Source extract
▶
The Cubs farm system is materially about to change, with Sunday’s draft and the trade deadline presumably reorganizing a good amount of any Cubs prospect list. I always like to update my prospect ranking prior to that happening, mostly as an internal exercise to take tabs on what I’ve seen on video this season. This is less sourced and more fluid than an offseason ranking would be, but I think a good indication of where I have things right now. Warning: it’s long. Enjoy!

One: Brennen Davis, 21, CF/RF, Double-A. 

Numbers: 158 PA, 283/386/507, 18 BB, 44 K.

What I’ve been saying for years now is the thing that makes Brennen most special: his ability to make adjustments. Sure, we can nitpick the strikeouts, but a lot have come during an extremely hot stretch and I’m not faulting him for those. His last 20 games: .333/.407/.597, with hits in 16 of those. He has a bit of trouble laying off too-high fastballs, but given that ability to learn-and-adapt, I think that’s simply a remaining developmental step. And as short to the ball as he is, I just don’t see him as a 30 K% guy down the line. We’d heard that Brennen took a leap at the Alternate Training Site last year, and this year we’ve absolutely seen it. He’s blossoming into the hard-hitting slugger that represents his offensive ceiling.
◀
Provided data
▶
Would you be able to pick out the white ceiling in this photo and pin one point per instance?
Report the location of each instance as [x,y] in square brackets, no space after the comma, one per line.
◀
Complete the following
[1] Answer these questions about the Cubs prospect ranking:
(a) Which two events does it say will presumably reorganize Cubs prospect lists?
(b) How many walks and strikeouts does it give for Brennen Davis?
(c) In how many of his last 20 games did Davis get hits?
[2] Retype everything in the Cubs prospect ranking from "The Cubs farm" down to "21, CF/RF, Double-A.", without changing a word.
The listing isn't needed here.

Solution set
[1]
(a) Sunday's draft and the trade deadline
(b) 18 walks and 44 strikeouts
(c) 16

[2]
The Cubs farm system is materially about to change, with Sunday’s draft and the trade deadline presumably reorganizing a good amount of any Cubs prospect list. I always like to update my prospect ranking prior to that happening, mostly as an internal exercise to take tabs on what I’ve seen on video this season. This is less sourced and more fluid than an offseason ranking would be, but I think a good indication of where I have things right now. Warning: it’s long. Enjoy!

One: Brennen Davis, 21, CF/RF, Double-A.